# To do:
In your copy, leave out all pictures and reproduce every entry exactly.

(Photo-based referring expression data)

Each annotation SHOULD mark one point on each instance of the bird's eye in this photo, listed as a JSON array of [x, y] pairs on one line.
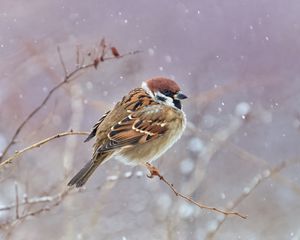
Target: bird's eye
[[167, 93]]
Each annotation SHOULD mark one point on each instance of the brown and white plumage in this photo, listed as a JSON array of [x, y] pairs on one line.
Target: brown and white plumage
[[141, 127]]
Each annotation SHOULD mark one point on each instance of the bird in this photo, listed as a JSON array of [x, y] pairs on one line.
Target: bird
[[139, 128]]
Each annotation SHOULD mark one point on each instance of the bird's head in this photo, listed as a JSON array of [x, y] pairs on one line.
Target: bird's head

# Response box:
Each annotation SHOULD mark one point on each instance of the bird's eye in this photo, listed as a JSON array of [x, y] pairs on one line.
Target: bird's eye
[[167, 93]]
Each annotation SHOULD mark one point on each instance of the brown and white plumage in this photo, listed as a JSON array of [x, y] pairs on one line.
Target: brown and white plumage
[[141, 127]]
Each annotation SHOULD mark one point on each instance of the bird in this photo, listed as a JSON array of [x, y] pairs on one line.
Target: bird
[[139, 128]]
Each annotation SHOULD mark one point on each instance of the bird's head in this photo, listed as a JSON array of [x, y] pairs on one line.
Target: bird's head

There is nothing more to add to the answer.